_Tâche à réaliser_.
Recopiez ces items en mettant « point » à la place de « keypoint » partout, sans rien changer d'autre.

_Données fournies_.
---*---

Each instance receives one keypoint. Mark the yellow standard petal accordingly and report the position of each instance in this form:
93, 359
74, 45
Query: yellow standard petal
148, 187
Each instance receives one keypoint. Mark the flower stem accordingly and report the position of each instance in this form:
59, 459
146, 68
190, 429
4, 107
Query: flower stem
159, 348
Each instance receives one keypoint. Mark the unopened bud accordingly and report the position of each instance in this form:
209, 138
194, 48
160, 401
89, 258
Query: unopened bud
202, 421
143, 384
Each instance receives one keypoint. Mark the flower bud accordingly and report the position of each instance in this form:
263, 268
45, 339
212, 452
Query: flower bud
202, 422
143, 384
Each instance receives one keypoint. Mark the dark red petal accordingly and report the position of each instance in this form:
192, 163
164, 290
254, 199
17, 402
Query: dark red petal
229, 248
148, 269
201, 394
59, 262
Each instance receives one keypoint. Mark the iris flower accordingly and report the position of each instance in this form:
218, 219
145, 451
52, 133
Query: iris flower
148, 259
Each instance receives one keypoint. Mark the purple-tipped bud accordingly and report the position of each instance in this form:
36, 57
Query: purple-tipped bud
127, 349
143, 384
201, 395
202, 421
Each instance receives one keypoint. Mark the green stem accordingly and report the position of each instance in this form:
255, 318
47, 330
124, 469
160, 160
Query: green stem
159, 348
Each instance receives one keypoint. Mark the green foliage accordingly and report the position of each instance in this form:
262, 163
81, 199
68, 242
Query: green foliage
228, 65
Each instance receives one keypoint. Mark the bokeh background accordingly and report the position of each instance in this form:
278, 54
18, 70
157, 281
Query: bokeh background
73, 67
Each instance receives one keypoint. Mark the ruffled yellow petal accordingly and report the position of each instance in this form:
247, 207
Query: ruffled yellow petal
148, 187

---*---

_Corrigé_.
Each instance receives one point. Mark the yellow standard petal accordingly and report the position of each instance in this form:
93, 359
74, 45
Query: yellow standard petal
148, 187
Each instance receives one point. Mark the flower stem accordingly and report the position of each instance in this form:
59, 459
146, 68
190, 429
4, 107
Query: flower stem
159, 348
Each instance receives one point. Mark the unopened bud accordingly and report the position of each instance in this form:
209, 138
194, 48
160, 401
89, 258
Query: unopened bud
202, 421
143, 384
Each instance receives one point. Mark the flower bud accordingly and report the position of each instance in this form:
263, 268
45, 339
212, 452
Query: flower bud
202, 422
143, 384
Each instance receives one point. Mark the dark red petal accordingly and report the position of each instance in this form:
192, 163
164, 290
254, 199
17, 402
Query: dark red petal
229, 248
148, 269
201, 394
59, 262
Each instance receives one point. Mark the iris flower accordingly and report the position of each instance in this form:
218, 219
145, 451
52, 133
Query: iris flower
148, 259
Each instance receives one point. Mark the purple-tipped bud accordingly and report the position of each instance in this form:
36, 57
Query: purple-tipped bud
127, 349
143, 384
201, 395
202, 421
Each instance receives one point. Mark the green stem accordingly and report the position of each instance in this form:
255, 318
47, 330
124, 469
160, 160
Query: green stem
159, 348
Each instance receives one point. Mark the green foliage accordingly and report the position of each instance in this form:
262, 163
81, 199
68, 242
Query: green foliage
228, 65
Each instance receives one point. Mark the bokeh background accordingly and report the position of each instance in this form:
278, 54
18, 70
157, 281
Query: bokeh background
73, 67
Each instance receives one point. Mark the ruffled yellow petal accordingly and report the position of each instance in this form:
247, 207
Query: ruffled yellow petal
148, 187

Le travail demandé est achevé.